::: Source document
[R-sig-Geo] parallel raster processing with calc and mc2d monte carlo simulation

Robert J. Hijmans r.hijmans at gmail.com
Tue Mar 17 16:14:41 CET 2015


Sean,

fun.CROP_AGWBC  refers to objects that are not defined inside the
function ("lm.final" and "lambda_DV"). I assume that this is
intentional and that these represent constants; and that they are
available in your global environment. If so, you need to export these
objects to the cluster nodes. See the 'export' argument in clusterR.
You also need to load necessary packages before calling beginCluster

Robert

On Mon, Mar 16, 2015 at 1:46 PM, spkearney <sean.kearney at alumni.ubc.ca> wrote:
> Hello all, and thanks in advance for any and all help you can give on this:
>
> I have set up a function to extract the 2.5%, 50% and 97.5% percentiles from
> a monte carlo simulation on three rasters that is to be called up using
> calc() in the raster package and it works great on a test-sized stack/brick,
> thanks to suggestions at this post here:
> http://grokbase.com/t/r/r-sig-geo/123cb3daaq/apply-monte-carlo-simulation-for-each-cell-in-a-matrix-originally-raster
>
> My problem, is that I want to run this function on a much larger Raster
> Brick that, as written, takes hours to process.  I need to do this multiple
> times, so I am trying to speed up the processing using clusterR (or another
> option such as rasterEngine with multi-core processing).  However, I can't
> get it to work!   Here is the code that works on the test raster brick:
>
> brick <- brick(BC_BA, BC_BA_SE, SlopePer)  ## Stack three rasters into one
> Raster Brick
> testbrick <- crop(brick, extent(299700, 300100, 1553550, 1553650)) ## Crop
> brick to manageable size
>
> ndunc(101)
> fun.CROP_AGWBC <- function(x) {
>   dBC_BA <- mcdata(x[[1]], type="0")
>   dBC_BA_SE <- mcdata(x[[2]], type = "0")
>   SlopePer <-x[[3]]
>   stBA <- mcstoc(rnorm, type = "U", rtrunc = TRUE,
>                  mean = dBC_BA, sd = dBC_BA_SE, linf = 0, lhs = FALSE)
>   BC_AGWBC <- lm.final$coefficients[1] +
>     lm.final$coefficients[2]*stBA +
>     lm.final$coefficients[3]*SlopePer
>   AGWBC <- (lambda_DV * BC_AGWBC + 1)^(1/lambda_DV)-1
>   quantile(AGWBC[], c(0.025, 0.5, 0.975), na.rm=TRUE)
::::::
## Problem to solve
Reproduce word for word everything in the raster processing thread from "[R-sig-Geo] parallel raster" down to "argument in clusterR.".
::: Available data
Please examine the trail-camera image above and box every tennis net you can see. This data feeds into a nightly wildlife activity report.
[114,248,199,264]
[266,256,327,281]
::::::
## Result of the exercise
[R-sig-Geo] parallel raster processing with calc and mc2d monte carlo simulation

Robert J. Hijmans r.hijmans at gmail.com
Tue Mar 17 16:14:41 CET 2015


Sean,

fun.CROP_AGWBC  refers to objects that are not defined inside the
function ("lm.final" and "lambda_DV"). I assume that this is
intentional and that these represent constants; and that they are
available in your global environment. If so, you need to export these
objects to the cluster nodes. See the 'export' argument in clusterR.